> [Problem requirements]: Copy the listing verbatim, excluding any images found in it.

───

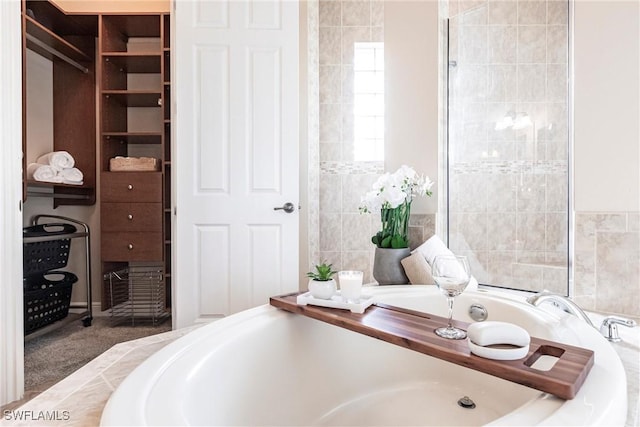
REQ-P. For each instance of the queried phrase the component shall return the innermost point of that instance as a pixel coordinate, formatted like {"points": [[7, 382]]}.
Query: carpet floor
{"points": [[51, 357]]}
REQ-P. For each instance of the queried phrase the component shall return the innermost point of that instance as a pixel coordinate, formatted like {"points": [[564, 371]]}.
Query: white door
{"points": [[235, 155]]}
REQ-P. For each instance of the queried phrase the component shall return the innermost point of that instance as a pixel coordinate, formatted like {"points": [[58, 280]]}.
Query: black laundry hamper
{"points": [[47, 292]]}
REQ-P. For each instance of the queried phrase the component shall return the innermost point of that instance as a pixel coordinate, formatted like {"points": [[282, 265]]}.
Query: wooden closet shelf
{"points": [[415, 330], [40, 35], [143, 63], [134, 137], [134, 98]]}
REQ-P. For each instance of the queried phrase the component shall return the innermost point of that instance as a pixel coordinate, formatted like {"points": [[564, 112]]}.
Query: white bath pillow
{"points": [[431, 248], [417, 270]]}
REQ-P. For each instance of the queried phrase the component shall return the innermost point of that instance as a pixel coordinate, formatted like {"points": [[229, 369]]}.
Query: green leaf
{"points": [[398, 242]]}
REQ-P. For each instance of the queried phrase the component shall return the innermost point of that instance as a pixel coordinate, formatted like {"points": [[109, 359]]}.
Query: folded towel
{"points": [[57, 159], [43, 173], [71, 175], [433, 247], [417, 269]]}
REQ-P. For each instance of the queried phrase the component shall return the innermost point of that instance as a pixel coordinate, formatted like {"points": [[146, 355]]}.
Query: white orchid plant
{"points": [[392, 195]]}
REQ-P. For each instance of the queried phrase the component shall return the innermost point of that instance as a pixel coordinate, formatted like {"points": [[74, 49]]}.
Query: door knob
{"points": [[287, 207]]}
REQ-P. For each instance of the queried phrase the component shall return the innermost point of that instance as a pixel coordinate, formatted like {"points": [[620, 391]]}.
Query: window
{"points": [[368, 102]]}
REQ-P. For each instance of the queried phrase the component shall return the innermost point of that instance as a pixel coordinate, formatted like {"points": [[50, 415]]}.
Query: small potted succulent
{"points": [[321, 283]]}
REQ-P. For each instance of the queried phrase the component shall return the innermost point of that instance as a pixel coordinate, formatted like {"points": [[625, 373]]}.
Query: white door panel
{"points": [[236, 148]]}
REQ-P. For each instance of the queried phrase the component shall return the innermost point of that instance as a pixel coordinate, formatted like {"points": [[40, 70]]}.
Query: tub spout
{"points": [[561, 302], [609, 327]]}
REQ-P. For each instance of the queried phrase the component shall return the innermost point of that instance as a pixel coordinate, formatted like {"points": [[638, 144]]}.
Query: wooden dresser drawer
{"points": [[131, 187], [131, 246], [131, 217]]}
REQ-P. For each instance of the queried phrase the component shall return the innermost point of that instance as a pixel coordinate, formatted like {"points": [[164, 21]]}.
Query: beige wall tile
{"points": [[330, 12], [532, 79], [351, 35], [377, 34], [347, 84], [528, 274], [556, 232], [618, 272], [502, 82], [501, 190], [475, 13], [356, 13], [530, 229], [556, 82], [532, 47], [472, 232], [359, 260], [354, 188], [531, 193], [355, 236], [500, 267], [330, 232], [502, 44], [584, 278], [330, 122], [330, 193], [331, 257], [633, 222], [555, 279], [330, 45], [532, 12], [557, 42], [330, 84], [501, 231], [473, 44], [330, 152], [557, 193], [503, 12], [377, 13], [557, 12]]}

───

> [Correct output]:
REQ-P. For each instance of the queried phrase the component shall return the innermost point of that instance as a pixel coordinate, formatted like {"points": [[7, 382]]}.
Query: carpet floor
{"points": [[51, 357]]}
REQ-P. For each instance of the queried phrase the component shall return the innermost point of that instance as a pixel coordinate, formatted like {"points": [[564, 371]]}.
Query: white door
{"points": [[235, 155]]}
REQ-P. For each instance of the queried phrase the component shall return the innermost point of that instance as a pixel coordinate, formatted like {"points": [[58, 280]]}.
Query: black laundry hamper
{"points": [[47, 292]]}
REQ-P. For each instance of the queried phrase the component shall return the innermost point of that instance as a pixel coordinate, formatted like {"points": [[282, 265]]}.
Query: wooden closet shelf
{"points": [[415, 330], [40, 35], [143, 63], [134, 137], [134, 98]]}
REQ-P. For each instance of the queried phrase the component shall return the innermost point of that instance as a pixel coordinate, formatted like {"points": [[564, 112]]}.
Query: white bath pillow
{"points": [[431, 248], [417, 270]]}
REQ-P. For each instance of the queried phrase the component shall return the innermost point of that instance as a pixel coordinate, formatted like {"points": [[229, 369]]}.
Query: green leaf
{"points": [[398, 242]]}
REQ-P. For each instance of the queried phrase the component shall return the innermost point of that instance as a pixel coordinate, formatted like {"points": [[109, 359]]}.
Query: folded towel
{"points": [[57, 159], [43, 173], [71, 175], [433, 247], [417, 269]]}
REQ-P. For each instance of the queried phrase the component shall return the innermost point of that instance as a pixel coordinate, formatted like {"points": [[146, 355]]}.
Query: white orchid plant
{"points": [[392, 195]]}
REQ-P. For each instance of the queried phrase the component shall return the innermost point of that instance as a pixel coordinate, formatted like {"points": [[74, 49]]}.
Query: door knob
{"points": [[287, 207]]}
REQ-P. For each instance of the queried phrase the component shall return the innermost point of that instance as a pixel coordinate, formatted like {"points": [[620, 391]]}.
Query: window
{"points": [[368, 102]]}
REQ-P. For each instance of the queried phrase the component shall return the innermost point of that instance as a pixel coordinate, formatted like {"points": [[50, 415]]}.
Query: small potted succulent
{"points": [[321, 283]]}
REQ-P. For each instance of the queried phrase the component shall return the innermost point of that instance as a pixel coordinate, formatted like {"points": [[625, 373]]}.
Query: white door panel
{"points": [[236, 148]]}
REQ-P. For each instance of the queried phrase the component shall return the innermost point of that instance as a pixel coordinate, formatted like {"points": [[40, 70]]}.
Query: tub spout
{"points": [[561, 302], [609, 327]]}
REQ-P. For each instance of the queried phrase the component shall return the innermost point of that instance as a pixel coordinate, formatted like {"points": [[638, 144]]}.
Query: wooden dresser drawer
{"points": [[131, 187], [131, 246], [131, 217]]}
REQ-P. For each instance of the queried phrase the component shall return the innermost point of that instance as a pixel coordinate, formatted like {"points": [[164, 21]]}.
Query: beige wall tile
{"points": [[330, 12], [532, 79], [351, 35], [377, 34], [347, 84], [528, 274], [556, 232], [618, 272], [502, 82], [501, 190], [475, 13], [356, 13], [530, 229], [556, 82], [532, 47], [472, 232], [359, 260], [354, 188], [531, 193], [355, 236], [500, 267], [330, 232], [502, 44], [584, 278], [330, 122], [330, 193], [331, 257], [633, 222], [555, 279], [330, 45], [532, 12], [557, 42], [330, 84], [501, 231], [473, 44], [330, 152], [557, 193], [503, 12], [377, 13], [557, 12]]}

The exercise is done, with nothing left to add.